* Problem to solve: Each record below should be written out again exactly as given.
:::
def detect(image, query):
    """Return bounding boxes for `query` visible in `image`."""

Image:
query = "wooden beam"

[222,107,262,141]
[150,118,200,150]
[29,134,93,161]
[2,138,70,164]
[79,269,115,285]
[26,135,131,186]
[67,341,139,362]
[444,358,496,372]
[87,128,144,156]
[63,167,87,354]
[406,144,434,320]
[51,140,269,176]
:::
* Reply to the exercise:
def detect(image, query):
    """Return bounding boxes for `query` visible in `image`."""

Image:
query = "wooden beam"

[222,107,262,141]
[150,118,200,150]
[29,134,93,161]
[2,138,70,164]
[79,269,115,285]
[26,135,131,186]
[67,341,139,362]
[444,358,496,372]
[87,128,144,156]
[63,167,87,354]
[406,144,434,320]
[51,140,269,176]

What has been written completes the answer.